TRY IT
Copy, from the entries below, each line where the word "instance" can be found.

THE DATA

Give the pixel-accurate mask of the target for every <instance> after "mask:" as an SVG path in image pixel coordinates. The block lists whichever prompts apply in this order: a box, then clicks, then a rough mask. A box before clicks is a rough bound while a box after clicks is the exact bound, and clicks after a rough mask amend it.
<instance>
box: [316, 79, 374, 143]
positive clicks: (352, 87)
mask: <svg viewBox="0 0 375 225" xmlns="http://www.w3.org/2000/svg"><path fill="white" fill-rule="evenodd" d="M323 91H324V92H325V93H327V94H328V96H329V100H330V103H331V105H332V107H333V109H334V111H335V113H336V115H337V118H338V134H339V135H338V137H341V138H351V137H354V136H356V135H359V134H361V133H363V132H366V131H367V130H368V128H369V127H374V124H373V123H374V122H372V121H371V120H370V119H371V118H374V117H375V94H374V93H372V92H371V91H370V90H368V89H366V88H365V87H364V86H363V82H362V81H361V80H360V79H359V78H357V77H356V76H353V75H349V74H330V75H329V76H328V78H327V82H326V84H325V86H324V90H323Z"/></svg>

TASK OUTPUT
Give the pixel-accurate mask of the target for every <instance> after "mask:" as an SVG path in image pixel coordinates. The block lists whichever prompts apply in this order: a box, then clicks, then a rough mask. A box before clicks is a rough bound while a box after clicks is the exact bound, and clicks after a rough mask amend it.
<instance>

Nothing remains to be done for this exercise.